* What you need to do:
Please write out the lines of the data exactly, beginning with the first and ending with the line containing "box: [186, 219, 262, 280]"; leave the pictures behind.

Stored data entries
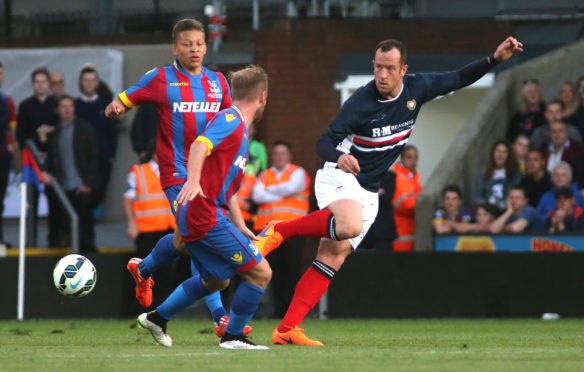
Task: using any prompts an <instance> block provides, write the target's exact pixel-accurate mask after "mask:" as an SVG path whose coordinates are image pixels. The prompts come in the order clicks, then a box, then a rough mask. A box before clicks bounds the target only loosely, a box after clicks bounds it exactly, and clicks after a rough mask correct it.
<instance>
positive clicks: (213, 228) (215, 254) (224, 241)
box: [186, 219, 262, 280]
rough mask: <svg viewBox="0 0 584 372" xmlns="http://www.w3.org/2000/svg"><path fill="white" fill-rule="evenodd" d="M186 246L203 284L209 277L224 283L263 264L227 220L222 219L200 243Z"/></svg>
mask: <svg viewBox="0 0 584 372" xmlns="http://www.w3.org/2000/svg"><path fill="white" fill-rule="evenodd" d="M186 244H187V249H188V250H189V254H190V255H191V258H192V260H193V262H194V263H195V266H196V267H197V269H198V270H199V272H200V274H201V277H202V278H203V279H205V280H207V279H208V277H209V275H210V276H213V277H215V278H217V279H219V280H227V279H229V278H231V277H233V276H234V275H235V274H238V273H243V272H246V271H248V270H250V269H251V268H253V267H254V266H256V265H257V264H258V263H260V261H261V260H262V255H261V254H260V252H259V250H258V249H257V247H256V246H255V245H254V244H253V242H252V241H251V240H250V239H249V238H247V237H246V236H245V235H243V234H242V233H241V232H240V231H239V230H237V229H236V228H235V226H233V224H232V223H231V222H230V221H229V220H226V219H221V220H220V221H219V222H218V223H217V225H215V227H213V228H212V229H211V230H210V231H209V232H208V233H207V235H206V236H205V237H203V238H202V239H200V240H197V241H194V242H187V243H186Z"/></svg>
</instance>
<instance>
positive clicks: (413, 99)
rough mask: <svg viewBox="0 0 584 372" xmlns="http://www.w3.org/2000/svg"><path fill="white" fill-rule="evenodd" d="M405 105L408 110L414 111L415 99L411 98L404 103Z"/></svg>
mask: <svg viewBox="0 0 584 372" xmlns="http://www.w3.org/2000/svg"><path fill="white" fill-rule="evenodd" d="M406 106H407V107H408V110H410V111H414V110H415V108H416V100H415V99H413V100H411V101H408V103H406Z"/></svg>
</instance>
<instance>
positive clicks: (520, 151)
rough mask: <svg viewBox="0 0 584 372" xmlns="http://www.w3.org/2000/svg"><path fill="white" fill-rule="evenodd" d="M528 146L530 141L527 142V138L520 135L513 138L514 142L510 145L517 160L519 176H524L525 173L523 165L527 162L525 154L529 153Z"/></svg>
mask: <svg viewBox="0 0 584 372" xmlns="http://www.w3.org/2000/svg"><path fill="white" fill-rule="evenodd" d="M530 144H531V141H530V140H529V137H528V136H527V135H525V134H523V133H521V134H518V135H517V137H515V141H513V145H511V147H512V148H513V153H514V154H515V159H517V164H518V165H519V169H520V170H521V174H525V172H526V171H527V169H526V166H525V163H526V161H527V153H528V152H529V145H530Z"/></svg>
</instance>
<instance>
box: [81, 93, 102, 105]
mask: <svg viewBox="0 0 584 372" xmlns="http://www.w3.org/2000/svg"><path fill="white" fill-rule="evenodd" d="M97 98H99V96H98V95H97V93H95V94H94V95H93V96H91V97H86V96H85V95H83V94H82V95H81V100H82V101H83V102H87V103H89V102H95V101H97Z"/></svg>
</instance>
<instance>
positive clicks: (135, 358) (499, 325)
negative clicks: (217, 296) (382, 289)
mask: <svg viewBox="0 0 584 372" xmlns="http://www.w3.org/2000/svg"><path fill="white" fill-rule="evenodd" d="M252 325H253V327H254V333H253V340H254V341H255V342H256V343H261V344H264V345H270V346H271V348H270V350H267V351H242V350H223V349H220V348H219V347H218V346H217V345H218V340H217V338H216V337H215V335H214V333H212V330H211V322H210V321H209V320H186V319H178V320H175V321H172V322H170V323H169V329H168V332H169V334H170V335H171V336H172V338H173V339H174V346H173V347H172V348H164V347H161V346H158V345H156V344H155V342H154V340H153V339H152V337H151V336H150V334H149V333H148V332H147V331H144V330H141V329H139V328H136V326H135V323H134V322H133V321H131V320H27V321H22V322H18V321H0V370H2V371H42V372H49V371H83V372H87V371H107V372H114V371H124V372H134V371H140V372H142V371H187V370H188V371H209V370H222V371H252V370H254V371H302V372H308V371H315V370H329V371H346V370H351V371H389V370H391V371H422V370H425V371H479V370H488V371H514V372H516V371H550V370H553V371H578V370H580V371H582V370H584V320H570V319H562V320H558V321H541V320H536V319H521V320H451V319H449V320H385V319H383V320H353V319H348V320H327V321H317V320H308V321H306V322H304V324H303V326H304V327H305V328H306V330H307V334H308V335H309V336H311V337H312V338H315V339H319V340H321V341H323V342H324V343H325V344H326V346H325V347H302V346H276V345H271V332H272V330H273V329H274V327H275V326H276V325H277V322H276V321H271V320H270V321H267V320H259V321H253V322H252Z"/></svg>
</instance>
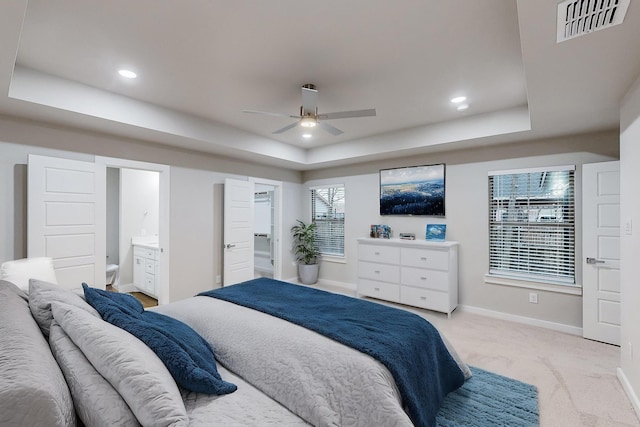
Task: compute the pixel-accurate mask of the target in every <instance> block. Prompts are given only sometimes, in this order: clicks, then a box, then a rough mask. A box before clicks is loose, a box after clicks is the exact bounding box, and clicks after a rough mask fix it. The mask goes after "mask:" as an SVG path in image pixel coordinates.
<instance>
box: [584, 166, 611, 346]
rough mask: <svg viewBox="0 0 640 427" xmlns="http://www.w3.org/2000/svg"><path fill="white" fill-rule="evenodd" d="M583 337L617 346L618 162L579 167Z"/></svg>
mask: <svg viewBox="0 0 640 427" xmlns="http://www.w3.org/2000/svg"><path fill="white" fill-rule="evenodd" d="M582 222H583V226H582V254H583V260H582V282H583V284H582V287H583V296H582V303H583V310H582V312H583V320H582V323H583V324H582V329H583V335H584V337H585V338H589V339H593V340H597V341H602V342H606V343H609V344H615V345H620V162H617V161H616V162H604V163H592V164H586V165H583V166H582Z"/></svg>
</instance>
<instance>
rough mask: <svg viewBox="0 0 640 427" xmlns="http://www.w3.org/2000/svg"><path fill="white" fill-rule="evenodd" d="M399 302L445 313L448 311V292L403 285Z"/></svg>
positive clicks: (448, 308)
mask: <svg viewBox="0 0 640 427" xmlns="http://www.w3.org/2000/svg"><path fill="white" fill-rule="evenodd" d="M400 303H402V304H407V305H413V306H416V307H422V308H426V309H429V310H436V311H442V312H445V313H448V312H449V294H447V293H444V292H438V291H432V290H429V289H421V288H414V287H410V286H403V287H402V289H401V290H400Z"/></svg>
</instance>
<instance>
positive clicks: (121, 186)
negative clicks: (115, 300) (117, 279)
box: [119, 168, 160, 285]
mask: <svg viewBox="0 0 640 427" xmlns="http://www.w3.org/2000/svg"><path fill="white" fill-rule="evenodd" d="M159 219H160V173H159V172H154V171H143V170H136V169H125V168H122V169H120V238H119V242H120V259H119V264H120V283H121V284H123V285H127V284H132V283H133V247H132V246H131V238H132V237H137V236H157V235H158V233H159V229H160V224H159Z"/></svg>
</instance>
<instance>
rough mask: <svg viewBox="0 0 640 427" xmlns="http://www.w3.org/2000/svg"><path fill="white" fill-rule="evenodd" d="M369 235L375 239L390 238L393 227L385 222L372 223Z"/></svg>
mask: <svg viewBox="0 0 640 427" xmlns="http://www.w3.org/2000/svg"><path fill="white" fill-rule="evenodd" d="M369 237H373V238H374V239H390V238H391V227H389V226H388V225H384V224H372V225H371V232H370V233H369Z"/></svg>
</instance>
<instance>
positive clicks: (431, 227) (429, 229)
mask: <svg viewBox="0 0 640 427" xmlns="http://www.w3.org/2000/svg"><path fill="white" fill-rule="evenodd" d="M446 235H447V225H446V224H427V233H426V239H427V240H436V241H441V242H442V241H444V240H445V238H446Z"/></svg>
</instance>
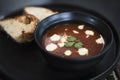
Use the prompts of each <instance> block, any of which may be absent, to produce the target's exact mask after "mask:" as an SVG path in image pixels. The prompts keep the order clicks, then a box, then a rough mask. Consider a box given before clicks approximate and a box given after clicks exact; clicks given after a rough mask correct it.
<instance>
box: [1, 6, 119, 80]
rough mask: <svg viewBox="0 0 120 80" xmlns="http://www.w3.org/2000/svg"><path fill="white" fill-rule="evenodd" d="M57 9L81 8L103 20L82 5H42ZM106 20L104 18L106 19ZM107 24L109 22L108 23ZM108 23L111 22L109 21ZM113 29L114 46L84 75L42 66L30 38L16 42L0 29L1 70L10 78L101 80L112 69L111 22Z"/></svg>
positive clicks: (114, 44)
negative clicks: (21, 42)
mask: <svg viewBox="0 0 120 80" xmlns="http://www.w3.org/2000/svg"><path fill="white" fill-rule="evenodd" d="M42 6H45V7H48V8H51V9H53V10H57V11H59V12H63V11H73V10H84V11H87V12H91V13H93V14H94V15H97V16H99V17H101V18H103V19H104V17H103V16H100V15H99V14H97V13H96V12H93V11H90V10H86V9H83V8H78V7H72V6H67V5H66V6H65V5H52V4H51V5H42ZM22 11H23V10H22V9H20V10H18V11H15V12H13V13H9V15H5V16H6V17H11V16H15V15H19V14H21V13H22ZM107 22H108V21H107ZM108 23H109V22H108ZM110 25H111V24H110ZM111 28H112V30H113V32H114V36H115V37H114V45H113V46H114V48H113V49H111V53H109V54H108V55H105V57H104V59H103V60H102V61H101V63H100V64H99V65H97V66H95V67H93V69H91V70H90V71H88V72H87V71H86V73H84V75H82V74H81V72H78V73H75V72H72V73H71V72H66V71H60V70H57V69H52V68H51V67H49V66H48V65H46V63H45V61H44V59H43V58H42V56H41V54H40V51H39V48H38V46H37V45H36V43H35V42H34V41H33V42H31V43H29V44H17V43H15V42H14V41H13V40H12V39H11V38H10V37H9V36H7V35H6V34H5V33H4V32H0V34H1V35H0V65H1V70H2V72H3V73H5V74H6V75H7V76H9V77H10V78H12V79H14V80H78V79H82V80H89V79H91V80H95V79H96V80H99V79H101V80H103V78H105V77H106V76H107V75H108V74H109V73H111V72H112V70H113V69H114V68H115V66H116V64H117V62H118V59H119V57H120V53H119V47H120V46H119V41H120V39H119V36H118V33H117V31H116V30H115V28H114V27H113V26H112V25H111Z"/></svg>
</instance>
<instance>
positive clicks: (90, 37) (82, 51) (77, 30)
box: [42, 23, 105, 58]
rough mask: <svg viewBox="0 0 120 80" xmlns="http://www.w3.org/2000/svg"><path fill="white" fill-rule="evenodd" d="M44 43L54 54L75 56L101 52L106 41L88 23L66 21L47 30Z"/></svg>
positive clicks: (90, 54) (68, 56)
mask: <svg viewBox="0 0 120 80" xmlns="http://www.w3.org/2000/svg"><path fill="white" fill-rule="evenodd" d="M42 44H43V46H44V48H45V49H46V50H47V51H49V52H50V53H52V54H55V55H58V56H62V57H70V58H75V57H89V56H94V55H96V54H98V53H100V52H101V51H102V49H103V47H104V45H105V41H104V39H103V37H102V35H101V34H100V33H98V32H97V31H96V30H95V29H93V28H91V27H89V26H87V25H84V24H76V23H65V24H58V25H56V26H55V27H53V28H50V29H49V30H47V31H46V33H45V34H44V36H43V42H42Z"/></svg>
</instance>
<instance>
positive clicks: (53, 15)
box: [34, 11, 114, 61]
mask: <svg viewBox="0 0 120 80" xmlns="http://www.w3.org/2000/svg"><path fill="white" fill-rule="evenodd" d="M63 14H70V15H71V14H79V15H80V14H84V15H86V16H89V15H90V16H91V17H94V19H98V20H99V21H101V22H102V23H104V25H106V27H107V28H108V29H109V32H110V33H111V40H110V43H109V44H107V46H106V47H104V48H105V49H103V50H102V51H100V52H99V53H98V54H97V55H94V56H89V57H84V58H82V57H75V58H69V57H61V56H59V55H55V54H53V53H51V52H49V51H47V50H46V49H45V48H43V47H42V45H41V44H40V42H39V40H38V38H37V36H38V35H39V34H37V33H38V32H39V30H40V29H39V28H40V25H41V24H42V23H44V22H45V21H47V20H48V19H50V18H51V17H54V16H57V15H63ZM99 15H100V14H99ZM106 20H107V19H103V18H101V17H99V16H96V15H94V14H91V13H89V12H88V13H86V12H83V11H66V12H60V13H57V14H53V15H51V16H48V17H47V18H45V19H43V20H42V21H41V22H39V23H38V25H37V27H36V29H35V32H34V37H35V42H36V43H37V45H38V46H39V47H40V49H42V50H43V51H44V52H45V53H44V54H48V55H50V56H53V57H56V58H59V59H62V60H63V59H64V60H69V61H86V60H91V59H95V58H98V57H100V56H102V55H103V54H105V53H106V52H107V51H108V50H109V48H110V47H111V46H112V44H113V40H114V37H113V32H112V29H111V27H109V26H110V25H109V24H108V23H107V21H106ZM44 31H46V30H44ZM41 53H42V52H41Z"/></svg>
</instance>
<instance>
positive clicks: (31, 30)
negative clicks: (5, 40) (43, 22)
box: [0, 14, 38, 43]
mask: <svg viewBox="0 0 120 80" xmlns="http://www.w3.org/2000/svg"><path fill="white" fill-rule="evenodd" d="M37 23H38V19H37V18H36V17H35V16H33V15H30V14H25V15H21V16H17V17H15V18H10V19H4V20H0V26H1V28H2V30H4V31H5V32H6V33H7V34H8V35H10V36H11V38H12V39H13V40H15V41H16V42H18V43H25V42H30V41H32V40H33V34H34V30H35V28H36V25H37Z"/></svg>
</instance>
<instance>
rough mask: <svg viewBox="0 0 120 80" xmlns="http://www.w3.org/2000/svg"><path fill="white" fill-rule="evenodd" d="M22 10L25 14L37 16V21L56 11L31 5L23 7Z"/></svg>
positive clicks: (45, 17) (54, 13)
mask: <svg viewBox="0 0 120 80" xmlns="http://www.w3.org/2000/svg"><path fill="white" fill-rule="evenodd" d="M24 11H25V13H27V14H31V15H34V16H35V17H37V18H38V19H39V21H41V20H43V19H45V18H46V17H48V16H51V15H53V14H56V13H58V12H54V11H52V10H50V9H47V8H44V7H32V6H28V7H25V8H24Z"/></svg>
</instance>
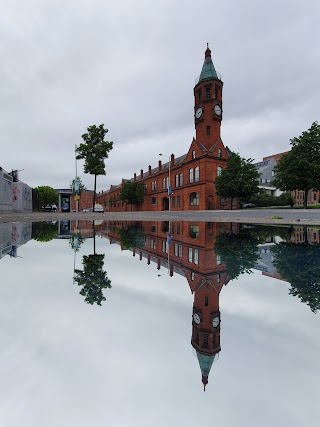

* Exercise output:
Task: using any prompts an <instance> block provides, write the target's exact pixel-accurate mask after "mask:" as an SVG path whose coordinates are image pixels. The prompts come in the order clicks, then a box, then a rough mask. A box before clicks bounds the target only loosely, a box after clicks bounds it exactly, and clicks after a rough mask correct it.
<instance>
positive clicks: (213, 228) (215, 254) (224, 241)
box: [186, 219, 262, 280]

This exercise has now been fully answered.